--- Exercise data ---
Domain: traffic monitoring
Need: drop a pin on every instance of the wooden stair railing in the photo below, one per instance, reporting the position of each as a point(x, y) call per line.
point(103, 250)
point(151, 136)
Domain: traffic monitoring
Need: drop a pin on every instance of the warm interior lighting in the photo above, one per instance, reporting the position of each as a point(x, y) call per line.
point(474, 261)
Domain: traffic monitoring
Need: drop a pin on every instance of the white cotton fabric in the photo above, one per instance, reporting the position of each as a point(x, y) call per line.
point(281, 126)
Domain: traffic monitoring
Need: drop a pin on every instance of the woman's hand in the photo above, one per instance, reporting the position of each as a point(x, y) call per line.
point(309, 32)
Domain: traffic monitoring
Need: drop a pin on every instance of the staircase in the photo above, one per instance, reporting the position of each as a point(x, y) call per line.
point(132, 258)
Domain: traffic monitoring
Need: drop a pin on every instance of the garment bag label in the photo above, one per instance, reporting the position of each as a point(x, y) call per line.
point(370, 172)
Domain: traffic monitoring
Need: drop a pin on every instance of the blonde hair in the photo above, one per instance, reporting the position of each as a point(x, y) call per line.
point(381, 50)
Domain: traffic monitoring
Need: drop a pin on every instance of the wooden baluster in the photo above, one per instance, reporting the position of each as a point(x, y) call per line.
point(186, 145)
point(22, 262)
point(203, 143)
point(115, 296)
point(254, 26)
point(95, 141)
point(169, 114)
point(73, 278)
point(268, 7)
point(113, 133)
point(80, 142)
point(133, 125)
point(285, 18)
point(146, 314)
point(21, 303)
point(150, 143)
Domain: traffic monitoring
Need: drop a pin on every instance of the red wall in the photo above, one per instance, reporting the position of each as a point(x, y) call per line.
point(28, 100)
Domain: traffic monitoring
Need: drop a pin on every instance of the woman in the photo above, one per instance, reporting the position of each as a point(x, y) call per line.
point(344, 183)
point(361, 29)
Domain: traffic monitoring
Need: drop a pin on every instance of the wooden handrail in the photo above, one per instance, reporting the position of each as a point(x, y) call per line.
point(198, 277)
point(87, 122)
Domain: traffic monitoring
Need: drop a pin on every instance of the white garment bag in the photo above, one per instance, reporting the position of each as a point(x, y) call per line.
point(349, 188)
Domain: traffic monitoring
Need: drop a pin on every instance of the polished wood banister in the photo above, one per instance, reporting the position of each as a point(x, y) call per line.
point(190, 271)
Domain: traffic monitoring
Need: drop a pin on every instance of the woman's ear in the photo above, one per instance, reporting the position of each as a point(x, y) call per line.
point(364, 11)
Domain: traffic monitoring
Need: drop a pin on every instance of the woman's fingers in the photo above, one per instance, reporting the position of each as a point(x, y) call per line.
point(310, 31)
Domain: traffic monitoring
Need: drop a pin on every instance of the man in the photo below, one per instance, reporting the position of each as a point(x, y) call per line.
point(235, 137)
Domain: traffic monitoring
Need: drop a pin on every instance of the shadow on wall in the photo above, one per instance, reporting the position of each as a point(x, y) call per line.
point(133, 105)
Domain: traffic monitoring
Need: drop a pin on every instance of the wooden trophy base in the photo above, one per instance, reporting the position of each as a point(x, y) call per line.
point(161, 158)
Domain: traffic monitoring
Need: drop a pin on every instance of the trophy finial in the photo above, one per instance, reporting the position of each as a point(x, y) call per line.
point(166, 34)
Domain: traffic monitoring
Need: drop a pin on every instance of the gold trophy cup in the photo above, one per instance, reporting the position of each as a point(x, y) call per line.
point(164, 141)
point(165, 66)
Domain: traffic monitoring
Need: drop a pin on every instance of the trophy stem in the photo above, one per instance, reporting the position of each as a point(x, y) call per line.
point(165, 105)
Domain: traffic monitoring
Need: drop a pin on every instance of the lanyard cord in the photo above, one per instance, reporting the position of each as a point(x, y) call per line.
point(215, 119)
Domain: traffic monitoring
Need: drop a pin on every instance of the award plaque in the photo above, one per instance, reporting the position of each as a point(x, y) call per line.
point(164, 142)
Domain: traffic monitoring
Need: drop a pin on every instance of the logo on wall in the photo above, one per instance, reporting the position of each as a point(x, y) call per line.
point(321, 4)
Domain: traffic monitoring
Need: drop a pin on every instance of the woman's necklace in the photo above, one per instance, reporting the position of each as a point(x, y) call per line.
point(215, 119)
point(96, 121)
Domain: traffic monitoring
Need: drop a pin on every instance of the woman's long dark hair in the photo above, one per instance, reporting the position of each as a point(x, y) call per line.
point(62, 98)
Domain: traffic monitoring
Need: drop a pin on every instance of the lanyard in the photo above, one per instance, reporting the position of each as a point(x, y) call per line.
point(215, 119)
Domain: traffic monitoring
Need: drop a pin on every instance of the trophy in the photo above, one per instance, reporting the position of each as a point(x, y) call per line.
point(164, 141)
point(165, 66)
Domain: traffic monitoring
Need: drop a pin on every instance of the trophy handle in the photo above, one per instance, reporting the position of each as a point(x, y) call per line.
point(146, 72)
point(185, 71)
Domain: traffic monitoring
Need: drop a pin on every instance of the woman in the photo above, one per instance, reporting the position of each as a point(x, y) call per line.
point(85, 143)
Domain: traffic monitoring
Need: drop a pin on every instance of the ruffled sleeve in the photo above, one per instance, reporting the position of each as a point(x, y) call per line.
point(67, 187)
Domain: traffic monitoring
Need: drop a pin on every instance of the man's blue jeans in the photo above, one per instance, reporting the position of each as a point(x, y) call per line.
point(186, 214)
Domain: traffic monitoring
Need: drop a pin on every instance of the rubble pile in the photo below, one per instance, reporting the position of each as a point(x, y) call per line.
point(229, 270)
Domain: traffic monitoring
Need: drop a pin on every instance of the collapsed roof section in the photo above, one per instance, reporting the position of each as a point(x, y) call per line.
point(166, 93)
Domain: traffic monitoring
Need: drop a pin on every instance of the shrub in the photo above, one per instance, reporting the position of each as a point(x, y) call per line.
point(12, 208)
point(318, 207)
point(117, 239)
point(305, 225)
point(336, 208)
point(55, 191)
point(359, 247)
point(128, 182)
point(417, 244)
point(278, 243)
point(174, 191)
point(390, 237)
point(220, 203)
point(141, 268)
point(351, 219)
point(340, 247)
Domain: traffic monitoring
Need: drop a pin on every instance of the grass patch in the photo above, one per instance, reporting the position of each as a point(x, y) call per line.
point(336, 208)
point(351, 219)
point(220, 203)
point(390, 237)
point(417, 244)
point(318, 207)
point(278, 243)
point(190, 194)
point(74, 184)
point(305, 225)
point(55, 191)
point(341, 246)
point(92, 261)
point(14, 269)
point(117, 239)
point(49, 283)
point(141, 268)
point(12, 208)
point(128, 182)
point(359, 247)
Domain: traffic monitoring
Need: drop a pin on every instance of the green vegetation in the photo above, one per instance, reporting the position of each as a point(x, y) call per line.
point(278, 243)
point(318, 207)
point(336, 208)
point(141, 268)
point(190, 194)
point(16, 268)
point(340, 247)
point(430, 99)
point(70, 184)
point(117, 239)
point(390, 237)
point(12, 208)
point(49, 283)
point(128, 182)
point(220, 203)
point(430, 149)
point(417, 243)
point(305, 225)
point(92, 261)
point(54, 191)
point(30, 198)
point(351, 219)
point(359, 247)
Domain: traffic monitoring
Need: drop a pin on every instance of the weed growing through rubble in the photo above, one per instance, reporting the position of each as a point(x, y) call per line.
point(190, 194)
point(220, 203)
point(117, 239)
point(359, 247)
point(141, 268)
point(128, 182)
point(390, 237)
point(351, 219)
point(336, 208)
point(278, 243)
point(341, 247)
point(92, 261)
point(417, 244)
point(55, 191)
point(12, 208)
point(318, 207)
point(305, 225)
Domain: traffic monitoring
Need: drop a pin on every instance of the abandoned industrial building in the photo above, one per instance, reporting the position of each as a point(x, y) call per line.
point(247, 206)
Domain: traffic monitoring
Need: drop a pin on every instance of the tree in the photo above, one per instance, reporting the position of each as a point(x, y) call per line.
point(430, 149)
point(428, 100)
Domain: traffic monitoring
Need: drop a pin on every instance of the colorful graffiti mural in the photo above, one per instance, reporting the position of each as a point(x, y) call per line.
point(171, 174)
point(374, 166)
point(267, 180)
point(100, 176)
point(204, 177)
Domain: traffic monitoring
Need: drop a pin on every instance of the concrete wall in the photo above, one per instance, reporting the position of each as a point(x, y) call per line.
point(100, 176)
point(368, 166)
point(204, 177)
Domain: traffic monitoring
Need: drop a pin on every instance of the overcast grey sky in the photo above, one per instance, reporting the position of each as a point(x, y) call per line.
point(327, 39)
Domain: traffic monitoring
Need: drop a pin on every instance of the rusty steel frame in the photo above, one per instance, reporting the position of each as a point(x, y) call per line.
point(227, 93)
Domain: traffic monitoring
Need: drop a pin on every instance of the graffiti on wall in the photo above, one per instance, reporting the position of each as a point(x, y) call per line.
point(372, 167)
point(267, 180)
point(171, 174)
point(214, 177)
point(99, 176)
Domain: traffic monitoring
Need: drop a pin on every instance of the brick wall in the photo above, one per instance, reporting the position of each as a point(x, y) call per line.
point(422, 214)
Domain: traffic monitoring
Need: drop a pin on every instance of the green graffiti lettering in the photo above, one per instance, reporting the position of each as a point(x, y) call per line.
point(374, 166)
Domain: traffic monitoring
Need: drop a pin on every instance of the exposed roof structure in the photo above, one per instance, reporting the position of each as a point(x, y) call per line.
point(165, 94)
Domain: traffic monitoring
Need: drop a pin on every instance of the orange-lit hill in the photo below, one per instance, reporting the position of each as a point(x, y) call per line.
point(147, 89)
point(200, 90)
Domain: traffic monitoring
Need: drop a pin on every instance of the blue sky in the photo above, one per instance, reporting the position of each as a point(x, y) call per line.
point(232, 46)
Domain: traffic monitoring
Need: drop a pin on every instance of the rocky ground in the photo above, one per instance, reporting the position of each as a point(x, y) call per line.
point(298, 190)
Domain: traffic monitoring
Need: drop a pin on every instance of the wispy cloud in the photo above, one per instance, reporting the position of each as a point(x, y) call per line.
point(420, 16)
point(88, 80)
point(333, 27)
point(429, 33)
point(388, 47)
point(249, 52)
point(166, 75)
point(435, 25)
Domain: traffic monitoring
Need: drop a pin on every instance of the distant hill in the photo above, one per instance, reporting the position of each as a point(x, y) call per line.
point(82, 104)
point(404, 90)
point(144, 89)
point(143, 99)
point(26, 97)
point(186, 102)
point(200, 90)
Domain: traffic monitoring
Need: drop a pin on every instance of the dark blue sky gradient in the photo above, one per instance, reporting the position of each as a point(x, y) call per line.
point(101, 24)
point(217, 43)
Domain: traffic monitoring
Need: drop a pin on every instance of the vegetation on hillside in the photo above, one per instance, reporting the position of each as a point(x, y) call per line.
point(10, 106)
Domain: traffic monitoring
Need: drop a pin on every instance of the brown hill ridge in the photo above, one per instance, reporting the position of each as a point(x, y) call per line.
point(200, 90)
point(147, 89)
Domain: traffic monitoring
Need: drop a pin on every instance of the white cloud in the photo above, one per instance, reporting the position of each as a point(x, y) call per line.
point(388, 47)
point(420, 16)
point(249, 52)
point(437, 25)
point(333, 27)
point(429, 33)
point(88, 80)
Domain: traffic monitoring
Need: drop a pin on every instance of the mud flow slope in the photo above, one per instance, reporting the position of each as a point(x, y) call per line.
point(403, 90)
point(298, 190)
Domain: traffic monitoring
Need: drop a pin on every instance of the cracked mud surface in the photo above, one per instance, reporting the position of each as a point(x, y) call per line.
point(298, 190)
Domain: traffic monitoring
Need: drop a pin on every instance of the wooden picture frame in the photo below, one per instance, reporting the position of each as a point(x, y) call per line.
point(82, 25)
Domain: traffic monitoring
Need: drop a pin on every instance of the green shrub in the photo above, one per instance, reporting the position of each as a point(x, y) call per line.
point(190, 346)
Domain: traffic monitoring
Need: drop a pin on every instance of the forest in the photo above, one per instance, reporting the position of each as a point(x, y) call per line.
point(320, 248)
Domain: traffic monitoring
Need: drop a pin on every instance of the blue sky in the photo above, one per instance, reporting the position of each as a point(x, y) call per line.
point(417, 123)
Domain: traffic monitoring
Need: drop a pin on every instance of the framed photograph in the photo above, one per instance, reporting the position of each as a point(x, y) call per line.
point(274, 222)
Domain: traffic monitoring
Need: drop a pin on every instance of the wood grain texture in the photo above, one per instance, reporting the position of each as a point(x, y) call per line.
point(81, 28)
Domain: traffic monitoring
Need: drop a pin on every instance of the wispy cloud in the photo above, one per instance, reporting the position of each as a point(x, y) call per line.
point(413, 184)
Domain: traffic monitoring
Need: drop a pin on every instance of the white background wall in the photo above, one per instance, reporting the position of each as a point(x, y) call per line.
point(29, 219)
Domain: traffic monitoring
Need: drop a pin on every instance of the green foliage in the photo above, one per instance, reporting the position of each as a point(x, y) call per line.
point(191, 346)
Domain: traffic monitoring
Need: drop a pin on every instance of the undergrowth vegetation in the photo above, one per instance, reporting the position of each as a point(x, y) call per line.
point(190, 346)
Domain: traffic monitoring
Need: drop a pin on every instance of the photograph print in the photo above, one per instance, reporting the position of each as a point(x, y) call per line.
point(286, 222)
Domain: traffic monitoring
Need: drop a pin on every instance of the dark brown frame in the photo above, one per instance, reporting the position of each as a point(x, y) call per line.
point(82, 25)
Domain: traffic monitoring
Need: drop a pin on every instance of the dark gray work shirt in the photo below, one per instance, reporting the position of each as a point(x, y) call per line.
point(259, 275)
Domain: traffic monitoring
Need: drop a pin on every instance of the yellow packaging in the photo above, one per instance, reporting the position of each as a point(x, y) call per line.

--- Required work ---
Rescale the part of the records above that runs from their start through the line containing "point(151, 136)", writing every line of it again, requests included. Multiply each coordinate in the answers by 1.65 and round to a whole number, with halves rounded up.

--- Result of the exercise ---
Domain: traffic monitoring
Need: drop a pin on every instance of the wooden stair railing in the photo below, one per instance, reporting the position of each as a point(x, y) call per line.
point(170, 413)
point(249, 224)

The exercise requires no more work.